» WHAT THE TASK ASKS
Show every line below where "porch" can be found.

(Natural-language object grounding data)
● ● ●

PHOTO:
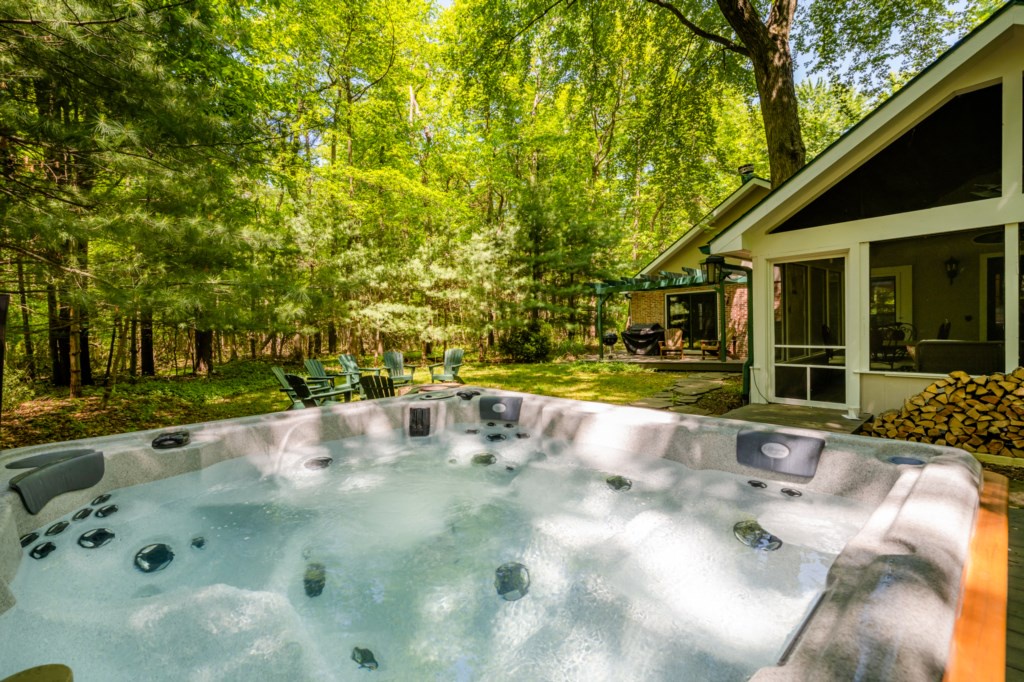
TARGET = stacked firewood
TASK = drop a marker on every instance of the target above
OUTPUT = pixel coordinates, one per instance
(982, 415)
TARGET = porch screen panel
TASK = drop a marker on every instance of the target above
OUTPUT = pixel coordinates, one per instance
(809, 357)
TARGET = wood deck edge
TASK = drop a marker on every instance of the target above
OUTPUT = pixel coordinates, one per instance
(978, 650)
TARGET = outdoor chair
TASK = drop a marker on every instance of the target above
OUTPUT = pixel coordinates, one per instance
(672, 345)
(375, 386)
(315, 370)
(394, 361)
(450, 371)
(305, 393)
(351, 368)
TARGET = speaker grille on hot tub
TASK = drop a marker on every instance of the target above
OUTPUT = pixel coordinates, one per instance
(781, 453)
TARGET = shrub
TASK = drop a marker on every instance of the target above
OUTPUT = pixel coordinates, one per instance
(526, 344)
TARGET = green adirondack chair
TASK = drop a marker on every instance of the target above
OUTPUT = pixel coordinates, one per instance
(351, 367)
(307, 396)
(394, 361)
(377, 387)
(316, 371)
(316, 389)
(450, 371)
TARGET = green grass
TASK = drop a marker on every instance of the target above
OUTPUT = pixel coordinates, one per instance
(616, 383)
(244, 388)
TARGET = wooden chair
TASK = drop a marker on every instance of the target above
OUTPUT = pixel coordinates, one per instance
(315, 370)
(394, 363)
(303, 393)
(673, 345)
(375, 386)
(453, 360)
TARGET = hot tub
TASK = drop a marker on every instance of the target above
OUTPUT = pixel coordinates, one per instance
(483, 586)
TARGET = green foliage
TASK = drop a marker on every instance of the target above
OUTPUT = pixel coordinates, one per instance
(16, 388)
(527, 343)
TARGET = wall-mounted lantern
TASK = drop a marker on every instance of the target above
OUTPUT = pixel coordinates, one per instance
(713, 269)
(952, 268)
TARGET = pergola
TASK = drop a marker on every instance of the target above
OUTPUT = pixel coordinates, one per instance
(714, 271)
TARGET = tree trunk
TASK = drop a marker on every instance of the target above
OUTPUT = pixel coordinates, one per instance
(120, 331)
(30, 355)
(203, 360)
(148, 364)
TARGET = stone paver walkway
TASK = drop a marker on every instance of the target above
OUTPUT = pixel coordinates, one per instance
(683, 395)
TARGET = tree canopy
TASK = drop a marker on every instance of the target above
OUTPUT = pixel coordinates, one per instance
(307, 176)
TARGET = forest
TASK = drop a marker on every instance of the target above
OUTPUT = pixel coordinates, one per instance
(186, 182)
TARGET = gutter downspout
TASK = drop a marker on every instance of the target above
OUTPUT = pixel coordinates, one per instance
(749, 363)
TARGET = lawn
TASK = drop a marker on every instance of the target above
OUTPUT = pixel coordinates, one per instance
(244, 388)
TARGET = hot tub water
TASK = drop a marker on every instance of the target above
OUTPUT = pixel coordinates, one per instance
(647, 582)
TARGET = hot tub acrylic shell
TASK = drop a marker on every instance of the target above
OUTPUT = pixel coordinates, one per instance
(892, 596)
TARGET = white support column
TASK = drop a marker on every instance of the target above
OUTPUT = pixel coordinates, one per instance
(1012, 287)
(858, 274)
(1013, 131)
(764, 325)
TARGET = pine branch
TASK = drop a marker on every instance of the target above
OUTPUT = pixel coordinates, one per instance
(700, 33)
(80, 24)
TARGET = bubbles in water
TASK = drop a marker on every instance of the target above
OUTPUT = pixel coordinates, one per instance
(365, 657)
(314, 579)
(619, 482)
(95, 538)
(56, 528)
(42, 551)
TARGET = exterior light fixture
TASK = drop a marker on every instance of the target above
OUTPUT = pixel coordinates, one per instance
(713, 269)
(952, 268)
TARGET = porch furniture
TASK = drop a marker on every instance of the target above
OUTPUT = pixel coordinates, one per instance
(351, 368)
(305, 393)
(944, 355)
(893, 342)
(643, 339)
(394, 363)
(451, 365)
(673, 345)
(375, 386)
(315, 370)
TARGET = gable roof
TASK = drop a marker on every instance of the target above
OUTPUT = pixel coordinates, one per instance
(799, 189)
(712, 223)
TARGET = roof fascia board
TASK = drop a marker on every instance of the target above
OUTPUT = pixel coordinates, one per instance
(730, 240)
(700, 227)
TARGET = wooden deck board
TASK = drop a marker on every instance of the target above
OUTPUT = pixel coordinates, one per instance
(1015, 596)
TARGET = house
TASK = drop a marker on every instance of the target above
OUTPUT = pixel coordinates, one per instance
(894, 257)
(673, 291)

● ● ●

» RESPONSE
TARGET = porch screen panel
TARGET = porch furniture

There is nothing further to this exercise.